Tally how many lines in the listing below contain the string "white", counting only matches with the same letter case, and reply with the number alone.

====== EXTRACTED MATERIAL ======

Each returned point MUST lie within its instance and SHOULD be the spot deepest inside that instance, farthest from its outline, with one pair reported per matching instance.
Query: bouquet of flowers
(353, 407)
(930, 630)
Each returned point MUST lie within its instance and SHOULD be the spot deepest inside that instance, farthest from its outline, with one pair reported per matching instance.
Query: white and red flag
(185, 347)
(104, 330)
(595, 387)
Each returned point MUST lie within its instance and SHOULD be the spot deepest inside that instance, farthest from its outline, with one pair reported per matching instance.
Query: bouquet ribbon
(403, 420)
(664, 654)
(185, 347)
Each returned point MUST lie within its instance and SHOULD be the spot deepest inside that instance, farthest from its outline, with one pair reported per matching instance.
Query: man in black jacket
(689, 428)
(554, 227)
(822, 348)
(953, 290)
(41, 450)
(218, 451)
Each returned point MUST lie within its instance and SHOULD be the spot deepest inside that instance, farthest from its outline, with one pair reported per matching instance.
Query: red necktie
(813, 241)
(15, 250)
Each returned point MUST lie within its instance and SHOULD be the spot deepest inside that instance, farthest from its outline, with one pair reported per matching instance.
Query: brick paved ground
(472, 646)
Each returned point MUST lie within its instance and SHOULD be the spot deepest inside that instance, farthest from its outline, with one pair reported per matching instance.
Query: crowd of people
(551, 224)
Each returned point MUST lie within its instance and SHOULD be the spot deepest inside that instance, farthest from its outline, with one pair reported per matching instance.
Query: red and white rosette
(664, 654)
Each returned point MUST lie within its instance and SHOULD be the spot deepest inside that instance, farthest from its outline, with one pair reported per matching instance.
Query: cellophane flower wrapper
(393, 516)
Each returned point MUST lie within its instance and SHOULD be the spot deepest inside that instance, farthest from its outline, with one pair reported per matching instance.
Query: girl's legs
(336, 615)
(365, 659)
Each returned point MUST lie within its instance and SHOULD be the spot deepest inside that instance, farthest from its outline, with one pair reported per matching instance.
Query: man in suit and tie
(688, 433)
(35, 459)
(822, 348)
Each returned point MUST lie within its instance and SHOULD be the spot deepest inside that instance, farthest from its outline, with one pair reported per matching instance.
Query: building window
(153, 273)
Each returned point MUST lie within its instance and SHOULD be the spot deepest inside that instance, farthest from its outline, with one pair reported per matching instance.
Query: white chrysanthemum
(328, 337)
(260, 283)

======

• [RESPONSE BELOW]: 3